DATA TO USE.
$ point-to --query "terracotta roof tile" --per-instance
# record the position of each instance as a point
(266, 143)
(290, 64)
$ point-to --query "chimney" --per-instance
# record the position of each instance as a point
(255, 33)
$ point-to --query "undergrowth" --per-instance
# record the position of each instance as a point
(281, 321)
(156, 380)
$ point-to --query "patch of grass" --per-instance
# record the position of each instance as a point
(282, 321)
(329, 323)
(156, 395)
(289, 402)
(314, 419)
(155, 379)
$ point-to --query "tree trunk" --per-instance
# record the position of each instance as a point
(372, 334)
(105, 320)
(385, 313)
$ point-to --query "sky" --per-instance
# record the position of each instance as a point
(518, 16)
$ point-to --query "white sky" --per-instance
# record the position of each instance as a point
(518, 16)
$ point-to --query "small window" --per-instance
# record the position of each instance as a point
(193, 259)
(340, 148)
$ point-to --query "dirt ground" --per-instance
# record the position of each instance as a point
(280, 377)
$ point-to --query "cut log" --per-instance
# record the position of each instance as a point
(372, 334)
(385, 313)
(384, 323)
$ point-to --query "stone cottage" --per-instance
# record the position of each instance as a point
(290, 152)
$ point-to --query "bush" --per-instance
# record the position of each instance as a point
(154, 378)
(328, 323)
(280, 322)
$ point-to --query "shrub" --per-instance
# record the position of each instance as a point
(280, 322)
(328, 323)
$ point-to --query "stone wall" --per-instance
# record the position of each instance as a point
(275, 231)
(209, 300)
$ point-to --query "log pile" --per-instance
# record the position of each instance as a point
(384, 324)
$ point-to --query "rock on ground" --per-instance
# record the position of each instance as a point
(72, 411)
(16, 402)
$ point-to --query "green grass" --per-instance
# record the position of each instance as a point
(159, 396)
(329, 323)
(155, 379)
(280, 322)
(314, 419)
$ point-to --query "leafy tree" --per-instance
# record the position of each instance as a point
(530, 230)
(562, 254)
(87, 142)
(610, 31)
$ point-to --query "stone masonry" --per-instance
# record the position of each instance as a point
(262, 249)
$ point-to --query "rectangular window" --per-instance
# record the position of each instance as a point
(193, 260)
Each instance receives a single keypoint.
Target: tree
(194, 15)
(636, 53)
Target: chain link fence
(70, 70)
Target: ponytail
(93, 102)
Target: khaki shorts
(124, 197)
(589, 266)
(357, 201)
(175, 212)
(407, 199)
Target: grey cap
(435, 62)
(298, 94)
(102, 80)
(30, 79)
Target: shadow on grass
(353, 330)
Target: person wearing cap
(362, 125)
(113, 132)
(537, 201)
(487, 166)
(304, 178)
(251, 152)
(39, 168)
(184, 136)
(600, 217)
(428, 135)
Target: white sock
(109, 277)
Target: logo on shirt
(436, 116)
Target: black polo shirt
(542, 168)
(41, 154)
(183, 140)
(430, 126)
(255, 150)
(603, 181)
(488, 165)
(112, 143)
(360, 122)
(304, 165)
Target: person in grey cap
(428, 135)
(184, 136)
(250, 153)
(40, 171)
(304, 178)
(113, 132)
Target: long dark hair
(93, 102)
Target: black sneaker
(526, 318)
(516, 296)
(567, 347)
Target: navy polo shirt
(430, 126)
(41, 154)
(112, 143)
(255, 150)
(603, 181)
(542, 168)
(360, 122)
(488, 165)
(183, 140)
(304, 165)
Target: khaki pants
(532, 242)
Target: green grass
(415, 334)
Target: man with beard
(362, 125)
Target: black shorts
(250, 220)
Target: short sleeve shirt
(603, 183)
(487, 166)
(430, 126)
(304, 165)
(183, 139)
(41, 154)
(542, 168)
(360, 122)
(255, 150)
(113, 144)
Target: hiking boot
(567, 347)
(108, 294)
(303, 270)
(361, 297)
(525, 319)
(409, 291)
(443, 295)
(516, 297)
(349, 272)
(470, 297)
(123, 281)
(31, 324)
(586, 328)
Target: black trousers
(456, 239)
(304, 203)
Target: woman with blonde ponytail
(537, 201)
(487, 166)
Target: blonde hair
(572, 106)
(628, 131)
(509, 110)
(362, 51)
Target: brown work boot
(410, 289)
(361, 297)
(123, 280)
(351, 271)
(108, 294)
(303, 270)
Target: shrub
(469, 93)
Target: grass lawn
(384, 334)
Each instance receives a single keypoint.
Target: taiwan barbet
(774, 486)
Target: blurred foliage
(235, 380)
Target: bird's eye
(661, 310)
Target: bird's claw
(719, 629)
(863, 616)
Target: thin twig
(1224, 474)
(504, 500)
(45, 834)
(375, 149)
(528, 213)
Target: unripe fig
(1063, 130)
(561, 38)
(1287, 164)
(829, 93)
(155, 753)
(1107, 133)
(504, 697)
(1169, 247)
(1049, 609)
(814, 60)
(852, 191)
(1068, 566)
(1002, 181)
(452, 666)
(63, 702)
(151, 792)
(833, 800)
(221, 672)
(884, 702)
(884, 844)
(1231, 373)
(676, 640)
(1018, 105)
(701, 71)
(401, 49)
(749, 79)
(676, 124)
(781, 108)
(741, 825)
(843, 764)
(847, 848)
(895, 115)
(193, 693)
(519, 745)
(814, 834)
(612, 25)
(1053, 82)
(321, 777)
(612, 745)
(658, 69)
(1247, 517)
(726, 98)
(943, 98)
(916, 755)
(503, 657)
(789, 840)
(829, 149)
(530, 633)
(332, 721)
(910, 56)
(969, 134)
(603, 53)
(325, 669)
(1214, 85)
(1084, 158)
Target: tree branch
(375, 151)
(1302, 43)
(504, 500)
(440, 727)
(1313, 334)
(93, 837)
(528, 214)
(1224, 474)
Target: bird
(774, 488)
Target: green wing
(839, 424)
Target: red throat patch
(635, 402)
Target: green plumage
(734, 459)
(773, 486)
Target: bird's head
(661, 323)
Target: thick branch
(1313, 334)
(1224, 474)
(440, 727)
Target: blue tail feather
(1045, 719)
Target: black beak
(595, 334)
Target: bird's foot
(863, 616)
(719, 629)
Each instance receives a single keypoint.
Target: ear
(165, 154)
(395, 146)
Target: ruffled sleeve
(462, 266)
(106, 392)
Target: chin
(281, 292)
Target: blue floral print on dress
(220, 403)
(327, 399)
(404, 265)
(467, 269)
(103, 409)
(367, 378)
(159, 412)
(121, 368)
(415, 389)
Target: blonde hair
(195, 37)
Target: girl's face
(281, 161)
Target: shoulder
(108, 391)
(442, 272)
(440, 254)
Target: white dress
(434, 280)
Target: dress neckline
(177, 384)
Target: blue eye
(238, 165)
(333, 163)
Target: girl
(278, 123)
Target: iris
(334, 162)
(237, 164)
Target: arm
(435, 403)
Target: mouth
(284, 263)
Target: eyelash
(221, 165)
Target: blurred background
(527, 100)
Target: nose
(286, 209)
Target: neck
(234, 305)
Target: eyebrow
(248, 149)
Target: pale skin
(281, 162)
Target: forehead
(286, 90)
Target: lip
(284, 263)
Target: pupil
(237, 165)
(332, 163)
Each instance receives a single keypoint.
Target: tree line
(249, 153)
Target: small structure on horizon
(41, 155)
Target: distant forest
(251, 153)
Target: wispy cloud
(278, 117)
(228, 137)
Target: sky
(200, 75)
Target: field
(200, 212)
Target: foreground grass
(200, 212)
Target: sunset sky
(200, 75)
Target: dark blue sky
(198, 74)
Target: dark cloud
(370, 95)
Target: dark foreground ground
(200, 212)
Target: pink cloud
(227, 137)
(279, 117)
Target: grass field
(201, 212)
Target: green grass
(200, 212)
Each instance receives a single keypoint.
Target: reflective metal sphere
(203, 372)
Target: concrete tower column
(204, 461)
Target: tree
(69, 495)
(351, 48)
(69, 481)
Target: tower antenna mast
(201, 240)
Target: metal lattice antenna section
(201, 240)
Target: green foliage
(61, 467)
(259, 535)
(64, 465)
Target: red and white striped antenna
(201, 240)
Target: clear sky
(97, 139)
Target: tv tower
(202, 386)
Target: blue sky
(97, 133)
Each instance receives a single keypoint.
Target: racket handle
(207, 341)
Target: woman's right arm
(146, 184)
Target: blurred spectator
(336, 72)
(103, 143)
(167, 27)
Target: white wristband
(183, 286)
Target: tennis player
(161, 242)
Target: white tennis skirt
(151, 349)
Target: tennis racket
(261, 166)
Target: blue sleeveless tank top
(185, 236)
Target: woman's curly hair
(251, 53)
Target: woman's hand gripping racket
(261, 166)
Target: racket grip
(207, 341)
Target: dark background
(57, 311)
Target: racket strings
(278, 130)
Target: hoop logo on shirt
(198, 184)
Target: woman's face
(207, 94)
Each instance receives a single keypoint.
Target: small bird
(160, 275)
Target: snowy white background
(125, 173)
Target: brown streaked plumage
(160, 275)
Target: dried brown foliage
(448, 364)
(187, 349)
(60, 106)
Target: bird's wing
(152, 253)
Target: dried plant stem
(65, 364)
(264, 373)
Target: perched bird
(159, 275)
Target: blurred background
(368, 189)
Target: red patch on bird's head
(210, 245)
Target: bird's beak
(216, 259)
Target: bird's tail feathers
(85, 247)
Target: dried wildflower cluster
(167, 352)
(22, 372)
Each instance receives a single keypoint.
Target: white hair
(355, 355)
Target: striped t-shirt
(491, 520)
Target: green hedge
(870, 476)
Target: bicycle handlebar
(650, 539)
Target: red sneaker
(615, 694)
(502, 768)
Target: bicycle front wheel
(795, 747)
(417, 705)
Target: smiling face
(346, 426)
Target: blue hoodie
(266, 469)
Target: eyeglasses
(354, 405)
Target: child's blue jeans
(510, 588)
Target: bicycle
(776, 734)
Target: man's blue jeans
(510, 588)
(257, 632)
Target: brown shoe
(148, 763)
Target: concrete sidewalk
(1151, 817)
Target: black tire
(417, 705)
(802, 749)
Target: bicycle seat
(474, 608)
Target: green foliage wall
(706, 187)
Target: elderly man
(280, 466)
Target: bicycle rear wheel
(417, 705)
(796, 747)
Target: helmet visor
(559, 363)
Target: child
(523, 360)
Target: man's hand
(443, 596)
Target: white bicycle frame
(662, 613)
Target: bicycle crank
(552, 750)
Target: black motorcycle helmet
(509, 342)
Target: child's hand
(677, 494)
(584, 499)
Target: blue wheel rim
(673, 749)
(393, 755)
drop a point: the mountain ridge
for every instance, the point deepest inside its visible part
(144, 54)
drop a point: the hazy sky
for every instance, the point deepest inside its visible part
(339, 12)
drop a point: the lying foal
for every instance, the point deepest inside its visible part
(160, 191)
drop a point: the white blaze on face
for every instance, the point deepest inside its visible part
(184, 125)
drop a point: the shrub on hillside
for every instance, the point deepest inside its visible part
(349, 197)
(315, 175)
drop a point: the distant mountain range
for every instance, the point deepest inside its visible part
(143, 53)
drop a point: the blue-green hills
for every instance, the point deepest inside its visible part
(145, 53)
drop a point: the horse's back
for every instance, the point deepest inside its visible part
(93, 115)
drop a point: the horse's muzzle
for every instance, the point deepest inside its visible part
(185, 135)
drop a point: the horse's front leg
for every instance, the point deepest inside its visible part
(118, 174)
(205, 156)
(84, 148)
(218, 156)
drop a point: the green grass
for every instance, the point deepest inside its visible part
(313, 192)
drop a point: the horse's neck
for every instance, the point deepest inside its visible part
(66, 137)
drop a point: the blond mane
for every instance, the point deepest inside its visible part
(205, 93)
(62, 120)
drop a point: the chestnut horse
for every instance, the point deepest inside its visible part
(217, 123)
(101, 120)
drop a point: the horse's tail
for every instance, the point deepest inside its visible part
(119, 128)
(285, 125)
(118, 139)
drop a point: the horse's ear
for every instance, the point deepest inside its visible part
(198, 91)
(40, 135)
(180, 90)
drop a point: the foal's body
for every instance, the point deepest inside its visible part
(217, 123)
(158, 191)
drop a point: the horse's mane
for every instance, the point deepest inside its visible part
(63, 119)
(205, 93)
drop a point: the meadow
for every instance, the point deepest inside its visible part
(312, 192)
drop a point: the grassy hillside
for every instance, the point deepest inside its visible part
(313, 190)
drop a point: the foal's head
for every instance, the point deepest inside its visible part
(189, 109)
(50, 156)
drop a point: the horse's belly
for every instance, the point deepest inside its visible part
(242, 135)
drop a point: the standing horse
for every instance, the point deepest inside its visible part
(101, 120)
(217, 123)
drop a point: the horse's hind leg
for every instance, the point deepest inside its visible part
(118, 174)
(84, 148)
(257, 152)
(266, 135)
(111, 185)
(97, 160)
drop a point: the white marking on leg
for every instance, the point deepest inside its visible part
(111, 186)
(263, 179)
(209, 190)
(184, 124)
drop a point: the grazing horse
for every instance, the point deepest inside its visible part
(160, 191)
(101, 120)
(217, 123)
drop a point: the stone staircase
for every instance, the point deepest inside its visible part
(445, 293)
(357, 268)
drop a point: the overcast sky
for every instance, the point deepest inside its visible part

BRIEF. Some lines contain the word "hillside". Pull each one out of the listing.

EXERCISE RESULT.
drop a point: the shrub on hillside
drop a point: the grassy hillside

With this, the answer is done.